**** MATERIAL SHOWN

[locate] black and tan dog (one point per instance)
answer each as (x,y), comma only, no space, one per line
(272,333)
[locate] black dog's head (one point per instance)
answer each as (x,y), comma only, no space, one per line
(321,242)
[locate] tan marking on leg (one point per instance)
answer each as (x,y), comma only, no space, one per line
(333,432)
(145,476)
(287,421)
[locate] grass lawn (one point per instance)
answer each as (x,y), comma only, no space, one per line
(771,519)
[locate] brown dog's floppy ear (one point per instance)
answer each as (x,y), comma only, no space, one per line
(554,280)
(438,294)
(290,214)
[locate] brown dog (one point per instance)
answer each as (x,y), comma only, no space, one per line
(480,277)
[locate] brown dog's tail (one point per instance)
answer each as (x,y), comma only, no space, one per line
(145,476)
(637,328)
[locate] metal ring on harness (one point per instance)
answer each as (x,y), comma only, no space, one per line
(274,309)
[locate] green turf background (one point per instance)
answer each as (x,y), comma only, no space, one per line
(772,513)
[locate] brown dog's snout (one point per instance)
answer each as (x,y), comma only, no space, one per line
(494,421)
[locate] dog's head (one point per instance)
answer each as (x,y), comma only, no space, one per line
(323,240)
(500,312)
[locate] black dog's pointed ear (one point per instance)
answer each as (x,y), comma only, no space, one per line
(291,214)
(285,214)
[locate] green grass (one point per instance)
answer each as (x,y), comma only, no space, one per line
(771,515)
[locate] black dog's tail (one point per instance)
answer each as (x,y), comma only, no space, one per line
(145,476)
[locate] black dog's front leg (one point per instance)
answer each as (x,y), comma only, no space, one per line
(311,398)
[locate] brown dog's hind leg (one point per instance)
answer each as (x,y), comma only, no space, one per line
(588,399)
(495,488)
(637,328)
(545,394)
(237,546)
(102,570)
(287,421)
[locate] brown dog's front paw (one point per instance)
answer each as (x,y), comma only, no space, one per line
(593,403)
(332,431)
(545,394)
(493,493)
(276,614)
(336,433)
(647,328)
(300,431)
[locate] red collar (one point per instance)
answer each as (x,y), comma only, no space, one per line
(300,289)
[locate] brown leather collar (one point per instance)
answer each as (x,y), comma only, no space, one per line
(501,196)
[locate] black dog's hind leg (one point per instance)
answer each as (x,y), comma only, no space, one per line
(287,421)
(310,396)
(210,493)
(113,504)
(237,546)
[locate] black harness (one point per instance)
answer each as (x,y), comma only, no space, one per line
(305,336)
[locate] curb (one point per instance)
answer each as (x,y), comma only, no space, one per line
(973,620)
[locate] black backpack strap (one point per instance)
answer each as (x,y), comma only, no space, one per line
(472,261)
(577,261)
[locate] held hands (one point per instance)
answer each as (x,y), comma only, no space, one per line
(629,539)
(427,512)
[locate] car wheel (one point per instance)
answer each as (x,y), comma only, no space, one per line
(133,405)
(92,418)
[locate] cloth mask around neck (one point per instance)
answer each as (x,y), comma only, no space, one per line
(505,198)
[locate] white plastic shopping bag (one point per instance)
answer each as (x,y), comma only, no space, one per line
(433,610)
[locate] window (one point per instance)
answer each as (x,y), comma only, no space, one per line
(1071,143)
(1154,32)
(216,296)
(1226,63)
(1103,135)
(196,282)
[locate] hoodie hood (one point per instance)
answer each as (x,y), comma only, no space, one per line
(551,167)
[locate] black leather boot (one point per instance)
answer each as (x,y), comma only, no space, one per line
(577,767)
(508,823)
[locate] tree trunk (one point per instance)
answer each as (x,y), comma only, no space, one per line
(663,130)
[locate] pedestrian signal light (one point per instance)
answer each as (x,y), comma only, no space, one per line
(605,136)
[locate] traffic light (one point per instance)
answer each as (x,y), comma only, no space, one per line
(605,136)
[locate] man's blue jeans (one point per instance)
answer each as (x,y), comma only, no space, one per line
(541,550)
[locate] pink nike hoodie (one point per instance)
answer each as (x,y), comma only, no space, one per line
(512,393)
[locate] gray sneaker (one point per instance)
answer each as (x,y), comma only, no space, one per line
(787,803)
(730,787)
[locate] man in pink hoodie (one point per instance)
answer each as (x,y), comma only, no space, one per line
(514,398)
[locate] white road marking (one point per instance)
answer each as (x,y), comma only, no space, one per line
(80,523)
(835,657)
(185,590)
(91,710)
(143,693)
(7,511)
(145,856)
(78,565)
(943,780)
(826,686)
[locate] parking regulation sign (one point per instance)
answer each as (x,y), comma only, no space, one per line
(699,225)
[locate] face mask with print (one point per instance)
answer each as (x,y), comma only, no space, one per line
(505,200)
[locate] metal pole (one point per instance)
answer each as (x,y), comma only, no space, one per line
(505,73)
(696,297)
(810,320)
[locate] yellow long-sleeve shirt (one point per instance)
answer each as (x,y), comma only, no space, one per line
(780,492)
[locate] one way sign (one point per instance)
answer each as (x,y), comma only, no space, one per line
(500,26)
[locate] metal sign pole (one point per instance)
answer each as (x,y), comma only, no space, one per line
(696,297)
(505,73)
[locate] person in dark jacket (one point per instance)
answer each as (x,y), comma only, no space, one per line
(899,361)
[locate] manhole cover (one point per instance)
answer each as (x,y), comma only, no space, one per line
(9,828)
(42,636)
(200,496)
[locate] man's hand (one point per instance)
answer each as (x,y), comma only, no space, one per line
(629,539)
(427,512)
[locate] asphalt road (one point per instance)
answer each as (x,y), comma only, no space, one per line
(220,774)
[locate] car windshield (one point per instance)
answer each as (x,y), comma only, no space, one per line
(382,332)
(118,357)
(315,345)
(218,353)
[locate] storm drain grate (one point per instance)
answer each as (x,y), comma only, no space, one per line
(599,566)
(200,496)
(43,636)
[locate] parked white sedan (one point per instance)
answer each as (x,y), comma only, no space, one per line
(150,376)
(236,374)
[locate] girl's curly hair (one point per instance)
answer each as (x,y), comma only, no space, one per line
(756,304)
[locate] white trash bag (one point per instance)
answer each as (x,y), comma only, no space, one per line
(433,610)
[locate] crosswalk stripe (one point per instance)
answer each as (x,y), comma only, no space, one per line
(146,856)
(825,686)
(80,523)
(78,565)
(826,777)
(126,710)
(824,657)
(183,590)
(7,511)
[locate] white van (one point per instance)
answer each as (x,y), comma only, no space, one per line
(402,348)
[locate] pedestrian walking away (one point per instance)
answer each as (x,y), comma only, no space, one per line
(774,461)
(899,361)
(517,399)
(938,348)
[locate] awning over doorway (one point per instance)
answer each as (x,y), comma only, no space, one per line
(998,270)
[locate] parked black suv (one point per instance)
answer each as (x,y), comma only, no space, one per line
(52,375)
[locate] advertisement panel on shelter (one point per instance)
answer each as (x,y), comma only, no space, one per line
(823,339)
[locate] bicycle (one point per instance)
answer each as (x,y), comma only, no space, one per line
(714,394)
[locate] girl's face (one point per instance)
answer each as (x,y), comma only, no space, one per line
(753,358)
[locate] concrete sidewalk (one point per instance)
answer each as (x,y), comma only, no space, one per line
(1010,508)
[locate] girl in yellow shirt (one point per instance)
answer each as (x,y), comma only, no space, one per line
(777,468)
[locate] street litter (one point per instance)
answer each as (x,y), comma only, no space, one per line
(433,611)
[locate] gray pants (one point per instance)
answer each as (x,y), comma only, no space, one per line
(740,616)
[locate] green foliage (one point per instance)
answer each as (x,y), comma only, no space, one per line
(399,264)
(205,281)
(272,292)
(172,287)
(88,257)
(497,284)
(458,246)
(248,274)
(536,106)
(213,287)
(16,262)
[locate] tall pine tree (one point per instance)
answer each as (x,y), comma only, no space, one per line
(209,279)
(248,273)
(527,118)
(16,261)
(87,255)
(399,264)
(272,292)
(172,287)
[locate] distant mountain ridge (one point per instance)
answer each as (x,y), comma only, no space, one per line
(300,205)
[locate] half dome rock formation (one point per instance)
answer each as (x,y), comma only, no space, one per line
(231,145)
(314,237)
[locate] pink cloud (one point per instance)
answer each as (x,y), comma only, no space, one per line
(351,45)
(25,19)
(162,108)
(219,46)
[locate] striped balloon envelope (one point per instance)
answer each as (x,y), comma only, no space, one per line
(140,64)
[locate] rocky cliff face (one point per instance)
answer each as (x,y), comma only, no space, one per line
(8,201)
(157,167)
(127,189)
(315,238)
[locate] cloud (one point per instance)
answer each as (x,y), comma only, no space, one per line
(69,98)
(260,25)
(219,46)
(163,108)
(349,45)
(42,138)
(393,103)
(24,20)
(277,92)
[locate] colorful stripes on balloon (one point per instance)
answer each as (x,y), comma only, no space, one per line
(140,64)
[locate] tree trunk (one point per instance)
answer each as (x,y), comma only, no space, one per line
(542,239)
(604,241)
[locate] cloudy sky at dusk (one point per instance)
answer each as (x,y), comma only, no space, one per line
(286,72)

********

In the records above, find each line holding "hind" and copy it.

ANSWER SECTION:
[locate] brown dog's hind leg (one point per instance)
[locate] black dog's hind leg (one point per instance)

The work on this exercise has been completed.